▶ **Reading text**
"""
In natural gas wells, liquids that are also produced from the formation tend to slow or block the production of the natural gas into the wellbore 10 so it is generally more productive to maintain the level of liquids below the lowest of the perforations 18. The liquid level is drawn down by a production system including a pump, generally indicated by the arrow 20 that is associated with production tubing 50. The pump 20 and production tubing 50 are run into wellbore 10 separately with the production tubing 50 being first inserted into the wellbore 10. The production tubing 50 is sufficiently smaller than the casing 12 so that gas is easily able to flow up to the surface through annulus 19. The production tubing 50 also has an open bottom end 51 preferably below the lowest of the perforations 18 and above the bottom of the wellbore 10. Production tubing further includes a segment 52, generally called a seating nipple, that includes an inside contour and dimension to receive barrel 30 and seal the barrel in place. Seating nipples typically have a shoulder stop or a reduction of the interior dimension also referred to as “ID”, and a highly machined surface or polished bore for packing seals on barrel 30 to engage into. Thus, the barrel 30 is installed after the production tubing 50, but may be sealed in seating nipple 52 and therefore sealed and isolating the interior 55 of the production tubing 50 from the annulus 19 of casing 12. The production tubing 50 is therefore divided into a small segment at the bottom, called a quiet zone 53 and a production path 55 above the seating nipple 52.
"""
▶ **Data**
"""
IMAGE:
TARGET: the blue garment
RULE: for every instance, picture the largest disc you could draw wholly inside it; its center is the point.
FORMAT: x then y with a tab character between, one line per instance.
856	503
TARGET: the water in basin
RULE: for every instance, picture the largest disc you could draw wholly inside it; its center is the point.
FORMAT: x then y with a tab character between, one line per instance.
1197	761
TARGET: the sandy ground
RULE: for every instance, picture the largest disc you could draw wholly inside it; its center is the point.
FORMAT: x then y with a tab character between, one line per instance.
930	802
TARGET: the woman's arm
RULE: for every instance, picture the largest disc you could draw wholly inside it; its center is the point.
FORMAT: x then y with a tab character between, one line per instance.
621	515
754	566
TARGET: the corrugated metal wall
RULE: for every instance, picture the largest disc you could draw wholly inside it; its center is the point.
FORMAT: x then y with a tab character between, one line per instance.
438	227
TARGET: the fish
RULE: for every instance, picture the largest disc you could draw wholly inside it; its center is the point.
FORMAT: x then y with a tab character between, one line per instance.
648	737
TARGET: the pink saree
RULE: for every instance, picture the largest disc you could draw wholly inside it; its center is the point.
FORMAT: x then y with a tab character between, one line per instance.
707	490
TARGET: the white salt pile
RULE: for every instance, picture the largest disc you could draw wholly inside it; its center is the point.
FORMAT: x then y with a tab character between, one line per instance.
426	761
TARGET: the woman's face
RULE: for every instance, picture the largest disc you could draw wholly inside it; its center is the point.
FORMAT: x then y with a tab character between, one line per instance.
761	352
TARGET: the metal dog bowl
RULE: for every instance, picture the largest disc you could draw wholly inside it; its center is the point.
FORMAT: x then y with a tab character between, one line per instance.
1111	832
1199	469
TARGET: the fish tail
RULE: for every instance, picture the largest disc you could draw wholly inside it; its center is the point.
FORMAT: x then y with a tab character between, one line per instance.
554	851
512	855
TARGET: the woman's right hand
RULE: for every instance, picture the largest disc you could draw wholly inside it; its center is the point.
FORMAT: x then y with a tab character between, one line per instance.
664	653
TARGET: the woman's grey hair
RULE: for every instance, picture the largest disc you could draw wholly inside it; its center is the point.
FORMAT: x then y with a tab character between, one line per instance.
"""
▶ **Tasks to perform**
1. In the gas well text, list every part marked with a reference number lower than 30, and give each one's number.
2. Carry the gas well text forward from its last sentence.

▶ **Exercise results**
1.
wellbore 10
casing 12
perforations 18
annulus 19
pump 20

2.
The pump 20 includes a plunger 30 arranged to move up and down within the barrel 40. The plunger 30 is attached to the bottom end of a hollow rod string 22 and is able to move up and down within the barrel 40 that is firmly connected or locked into the seating nipple 52, but it should be understood that the periphery of the plunger 30 and the interior of the barrel 40 are each machined and sized so that any liquid flow around the plunger 30 is substantially restricted. The preferred path for liquids to travel through the barrel 40 is also through the interior of the plunger 30. Below the barrel 40 is a strainer nipple 42 having a number of holes to allow liquids or gas that is in the quiet zone 53 to pass into the barrel through stranding valve 44. Standing valve 44 is shown to be a ball and seat, but may be any suitable one-way valve technology. As the plunger 30 is lifted relative to the barrel 40, liquids are drawn up through the strainer nipple 42 and through standing valve 44 to fill the space in the barrel 40 below the plunger 30. The plunger 30 includes a travelling valve 34, that like the standing valve 44, is shown as a ball and seat, but may be any suitable one-way valve technology. As the plunger 30 is lowered in the barrel 40, standing valve 44 closes to keep liquid in the barrel but unseat the travelling valve so that the liquids in the barrel below the plunger 30 enter and flow into the plunger 30. Liquids that were already in the plunger 30 before the plunger began its downward movement in the barrel exit the top of the plunger 30 through one or more vent holes 36. Liquids that pass out of the vent holes 36 fill the production path 55 and are eventually delivered to the surface.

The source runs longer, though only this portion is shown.